## YOUR INSTRUCTIONS
From the data that follows, copy every line with the string "vase".

## SOURCE RECORDS
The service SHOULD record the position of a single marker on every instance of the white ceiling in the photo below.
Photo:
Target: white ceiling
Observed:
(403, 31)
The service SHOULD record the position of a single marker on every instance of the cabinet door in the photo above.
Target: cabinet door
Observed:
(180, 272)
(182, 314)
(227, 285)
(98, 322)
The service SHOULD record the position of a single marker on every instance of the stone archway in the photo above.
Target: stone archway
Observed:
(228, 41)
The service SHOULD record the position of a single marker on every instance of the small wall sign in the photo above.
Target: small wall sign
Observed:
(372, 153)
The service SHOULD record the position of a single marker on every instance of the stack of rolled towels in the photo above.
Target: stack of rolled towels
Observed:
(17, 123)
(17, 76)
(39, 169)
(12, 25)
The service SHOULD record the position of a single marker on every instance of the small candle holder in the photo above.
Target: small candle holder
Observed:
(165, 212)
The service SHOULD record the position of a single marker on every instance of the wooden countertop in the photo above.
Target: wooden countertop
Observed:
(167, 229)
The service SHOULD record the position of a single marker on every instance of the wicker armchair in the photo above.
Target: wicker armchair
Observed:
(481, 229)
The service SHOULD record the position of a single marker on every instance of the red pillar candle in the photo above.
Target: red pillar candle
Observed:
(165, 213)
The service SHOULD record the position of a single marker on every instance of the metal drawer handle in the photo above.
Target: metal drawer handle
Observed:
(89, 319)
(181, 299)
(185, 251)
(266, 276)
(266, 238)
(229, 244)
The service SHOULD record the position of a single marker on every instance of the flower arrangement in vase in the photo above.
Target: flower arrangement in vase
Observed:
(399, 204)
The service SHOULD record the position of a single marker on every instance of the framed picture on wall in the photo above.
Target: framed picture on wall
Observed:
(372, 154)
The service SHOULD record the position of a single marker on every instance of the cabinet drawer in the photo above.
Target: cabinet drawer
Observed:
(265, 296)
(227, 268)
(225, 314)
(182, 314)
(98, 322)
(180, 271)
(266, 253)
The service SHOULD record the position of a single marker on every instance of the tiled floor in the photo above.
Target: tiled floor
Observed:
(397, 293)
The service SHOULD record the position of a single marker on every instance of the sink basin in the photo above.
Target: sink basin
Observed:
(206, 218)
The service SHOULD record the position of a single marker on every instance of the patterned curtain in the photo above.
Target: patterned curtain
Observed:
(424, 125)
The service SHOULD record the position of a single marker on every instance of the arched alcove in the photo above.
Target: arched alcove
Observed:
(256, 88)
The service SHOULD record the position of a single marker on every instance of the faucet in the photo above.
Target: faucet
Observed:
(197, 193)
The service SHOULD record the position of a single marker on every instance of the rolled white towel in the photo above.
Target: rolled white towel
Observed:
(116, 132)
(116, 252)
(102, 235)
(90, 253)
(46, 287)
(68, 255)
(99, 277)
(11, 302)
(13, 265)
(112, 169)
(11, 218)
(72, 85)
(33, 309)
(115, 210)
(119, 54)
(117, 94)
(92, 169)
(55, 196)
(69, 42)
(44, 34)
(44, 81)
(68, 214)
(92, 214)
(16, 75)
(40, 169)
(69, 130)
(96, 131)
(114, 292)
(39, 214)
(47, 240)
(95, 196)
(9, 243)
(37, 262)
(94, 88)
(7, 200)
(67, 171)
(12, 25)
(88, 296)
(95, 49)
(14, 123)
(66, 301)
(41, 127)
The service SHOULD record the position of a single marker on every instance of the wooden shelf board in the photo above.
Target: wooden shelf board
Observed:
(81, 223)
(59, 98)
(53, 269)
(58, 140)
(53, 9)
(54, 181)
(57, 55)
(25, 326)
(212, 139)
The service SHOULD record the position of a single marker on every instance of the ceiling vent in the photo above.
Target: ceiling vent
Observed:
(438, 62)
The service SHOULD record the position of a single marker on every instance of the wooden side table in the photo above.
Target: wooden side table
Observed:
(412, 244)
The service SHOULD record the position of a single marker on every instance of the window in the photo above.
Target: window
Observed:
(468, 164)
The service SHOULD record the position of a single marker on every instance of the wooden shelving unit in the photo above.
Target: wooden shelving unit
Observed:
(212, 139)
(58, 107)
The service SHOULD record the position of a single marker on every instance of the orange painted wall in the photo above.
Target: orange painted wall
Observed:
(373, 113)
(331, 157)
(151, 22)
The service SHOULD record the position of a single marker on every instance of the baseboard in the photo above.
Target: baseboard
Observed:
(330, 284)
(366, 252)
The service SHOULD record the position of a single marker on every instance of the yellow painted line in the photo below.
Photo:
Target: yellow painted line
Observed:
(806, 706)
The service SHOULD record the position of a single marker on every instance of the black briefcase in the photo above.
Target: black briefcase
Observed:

## RESPONSE
The service SHOULD record the position of a single marker on every instance of the flower arrangement in vase in the photo above.
Target: flower arrangement in vase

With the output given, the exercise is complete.